→ Task directions:
Set down all of the records word for word.

→ Extracted entries:

+===+

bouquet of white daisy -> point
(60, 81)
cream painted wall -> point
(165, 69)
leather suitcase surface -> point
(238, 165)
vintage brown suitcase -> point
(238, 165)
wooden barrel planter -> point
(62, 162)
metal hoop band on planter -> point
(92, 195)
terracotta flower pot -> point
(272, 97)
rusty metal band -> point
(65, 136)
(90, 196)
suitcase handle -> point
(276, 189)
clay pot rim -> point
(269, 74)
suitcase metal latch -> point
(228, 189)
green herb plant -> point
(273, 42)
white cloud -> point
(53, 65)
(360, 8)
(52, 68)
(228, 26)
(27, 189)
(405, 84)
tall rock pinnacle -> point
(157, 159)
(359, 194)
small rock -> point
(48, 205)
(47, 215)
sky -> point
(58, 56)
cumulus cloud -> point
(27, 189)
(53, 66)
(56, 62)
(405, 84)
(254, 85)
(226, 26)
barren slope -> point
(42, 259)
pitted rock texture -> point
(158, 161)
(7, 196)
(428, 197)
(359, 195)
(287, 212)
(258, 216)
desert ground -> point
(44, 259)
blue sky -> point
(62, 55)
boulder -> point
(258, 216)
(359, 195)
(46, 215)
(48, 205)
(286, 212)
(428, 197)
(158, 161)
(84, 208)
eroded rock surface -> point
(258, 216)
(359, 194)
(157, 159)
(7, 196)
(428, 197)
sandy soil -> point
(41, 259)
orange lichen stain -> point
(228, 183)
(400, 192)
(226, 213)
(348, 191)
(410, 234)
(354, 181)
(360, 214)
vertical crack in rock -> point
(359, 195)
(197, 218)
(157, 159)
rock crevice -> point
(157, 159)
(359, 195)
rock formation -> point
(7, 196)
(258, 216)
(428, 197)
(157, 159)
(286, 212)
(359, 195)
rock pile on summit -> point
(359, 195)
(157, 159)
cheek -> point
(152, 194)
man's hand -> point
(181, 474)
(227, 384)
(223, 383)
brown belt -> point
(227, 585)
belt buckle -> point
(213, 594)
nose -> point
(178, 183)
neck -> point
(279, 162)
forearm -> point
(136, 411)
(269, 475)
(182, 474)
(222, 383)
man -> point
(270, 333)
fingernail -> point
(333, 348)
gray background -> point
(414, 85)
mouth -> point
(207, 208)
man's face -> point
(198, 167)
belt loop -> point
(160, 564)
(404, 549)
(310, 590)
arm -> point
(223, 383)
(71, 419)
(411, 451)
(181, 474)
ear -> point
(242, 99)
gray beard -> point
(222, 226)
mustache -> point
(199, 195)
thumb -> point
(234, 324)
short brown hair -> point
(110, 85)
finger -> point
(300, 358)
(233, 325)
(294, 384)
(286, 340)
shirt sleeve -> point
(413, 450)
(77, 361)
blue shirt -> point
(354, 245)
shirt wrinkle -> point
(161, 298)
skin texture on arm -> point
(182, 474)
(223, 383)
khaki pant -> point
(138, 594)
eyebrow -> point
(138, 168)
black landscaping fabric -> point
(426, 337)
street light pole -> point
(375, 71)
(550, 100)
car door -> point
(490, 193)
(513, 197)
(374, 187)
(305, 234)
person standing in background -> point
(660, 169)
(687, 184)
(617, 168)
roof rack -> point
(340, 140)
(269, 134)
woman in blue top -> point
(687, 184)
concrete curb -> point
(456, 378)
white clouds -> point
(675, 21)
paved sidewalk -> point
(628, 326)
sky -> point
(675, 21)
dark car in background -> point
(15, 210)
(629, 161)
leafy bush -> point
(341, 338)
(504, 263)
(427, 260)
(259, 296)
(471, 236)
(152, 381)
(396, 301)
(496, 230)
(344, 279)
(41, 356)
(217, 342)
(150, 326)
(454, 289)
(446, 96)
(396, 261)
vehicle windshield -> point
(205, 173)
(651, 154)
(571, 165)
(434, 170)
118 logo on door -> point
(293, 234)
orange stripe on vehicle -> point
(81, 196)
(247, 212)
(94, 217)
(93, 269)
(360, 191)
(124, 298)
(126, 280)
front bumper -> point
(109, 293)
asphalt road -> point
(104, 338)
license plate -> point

+===+

→ Task result:
bouquet of white daisy -> point
(60, 81)
cream painted wall -> point
(165, 69)
leather suitcase surface -> point
(238, 165)
vintage brown suitcase -> point
(238, 165)
wooden barrel planter -> point
(62, 162)
metal hoop band on planter -> point
(92, 195)
terracotta flower pot -> point
(272, 97)
rusty metal band -> point
(65, 136)
(90, 196)
suitcase handle -> point
(276, 189)
clay pot rim -> point
(269, 74)
suitcase metal latch -> point
(228, 189)
green herb plant -> point
(273, 42)
white cloud -> point
(53, 65)
(360, 8)
(52, 68)
(228, 26)
(27, 189)
(405, 84)
tall rock pinnacle -> point
(157, 159)
(359, 194)
small rock -> point
(48, 205)
(47, 215)
sky -> point
(58, 56)
cumulus cloud -> point
(27, 189)
(53, 66)
(56, 62)
(405, 84)
(254, 85)
(226, 26)
barren slope -> point
(42, 259)
pitted rock texture -> point
(158, 161)
(7, 196)
(428, 197)
(359, 195)
(287, 212)
(258, 216)
desert ground -> point
(44, 259)
blue sky -> point
(62, 55)
boulder -> point
(258, 216)
(359, 195)
(46, 215)
(48, 205)
(286, 212)
(428, 197)
(158, 161)
(84, 208)
eroded rock surface -> point
(258, 216)
(359, 194)
(157, 159)
(7, 196)
(428, 197)
sandy soil -> point
(41, 259)
orange lichen stain -> point
(228, 183)
(400, 192)
(226, 213)
(348, 191)
(410, 234)
(354, 181)
(360, 214)
vertical crack in rock -> point
(359, 195)
(197, 218)
(157, 159)
rock crevice -> point
(157, 159)
(359, 195)
rock formation -> point
(7, 196)
(258, 216)
(428, 197)
(157, 159)
(286, 212)
(359, 195)
rock pile on summit -> point
(359, 195)
(157, 159)
cheek -> point
(152, 194)
man's hand -> point
(181, 474)
(227, 384)
(223, 383)
brown belt -> point
(227, 585)
belt buckle -> point
(213, 594)
nose -> point
(178, 183)
neck -> point
(279, 162)
forearm -> point
(136, 411)
(269, 475)
(182, 474)
(222, 383)
man -> point
(270, 333)
fingernail -> point
(333, 348)
gray background -> point
(414, 85)
mouth -> point
(207, 208)
man's face -> point
(198, 167)
belt loop -> point
(160, 564)
(404, 549)
(310, 590)
arm -> point
(223, 383)
(71, 419)
(411, 451)
(181, 474)
ear -> point
(242, 99)
gray beard -> point
(222, 226)
mustache -> point
(199, 195)
thumb -> point
(234, 324)
short brown hair -> point
(110, 85)
finger -> point
(300, 358)
(233, 325)
(294, 384)
(286, 340)
shirt sleeve -> point
(413, 450)
(77, 361)
blue shirt -> point
(354, 245)
shirt wrinkle -> point
(161, 298)
skin texture on arm -> point
(182, 474)
(223, 383)
khaki pant -> point
(138, 594)
eyebrow -> point
(138, 168)
black landscaping fabric -> point
(426, 337)
street light pole -> point
(375, 71)
(550, 100)
car door -> point
(490, 193)
(513, 197)
(374, 187)
(305, 234)
person standing in background -> point
(660, 169)
(687, 184)
(617, 168)
roof rack -> point
(340, 140)
(269, 134)
woman in blue top -> point
(687, 184)
concrete curb -> point
(456, 378)
white clouds -> point
(675, 21)
paved sidewalk -> point
(628, 326)
sky -> point
(675, 21)
dark car in background -> point
(15, 210)
(629, 161)
leafy bush -> point
(341, 338)
(504, 263)
(427, 260)
(259, 296)
(471, 236)
(152, 381)
(396, 301)
(496, 230)
(344, 279)
(41, 356)
(217, 342)
(150, 326)
(454, 289)
(446, 96)
(396, 261)
vehicle windshield -> point
(205, 173)
(651, 154)
(571, 165)
(434, 170)
118 logo on door -> point
(293, 234)
orange stripe on vehicle -> point
(81, 196)
(247, 212)
(94, 217)
(93, 269)
(360, 191)
(124, 298)
(126, 280)
front bumper -> point
(109, 293)
asphalt road -> point
(104, 338)
license plate -> point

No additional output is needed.